Record set
○ ○ ○ ○ ○ ○ ○

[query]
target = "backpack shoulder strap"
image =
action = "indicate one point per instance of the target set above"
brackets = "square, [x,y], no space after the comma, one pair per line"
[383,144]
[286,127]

○ ○ ○ ○ ○ ○ ○

Activity
Once you have located every line with the word "target" in the material above, list those lines.

Task result
target = "backpack shoulder strap"
action = "indicate one point per instance of the target set above"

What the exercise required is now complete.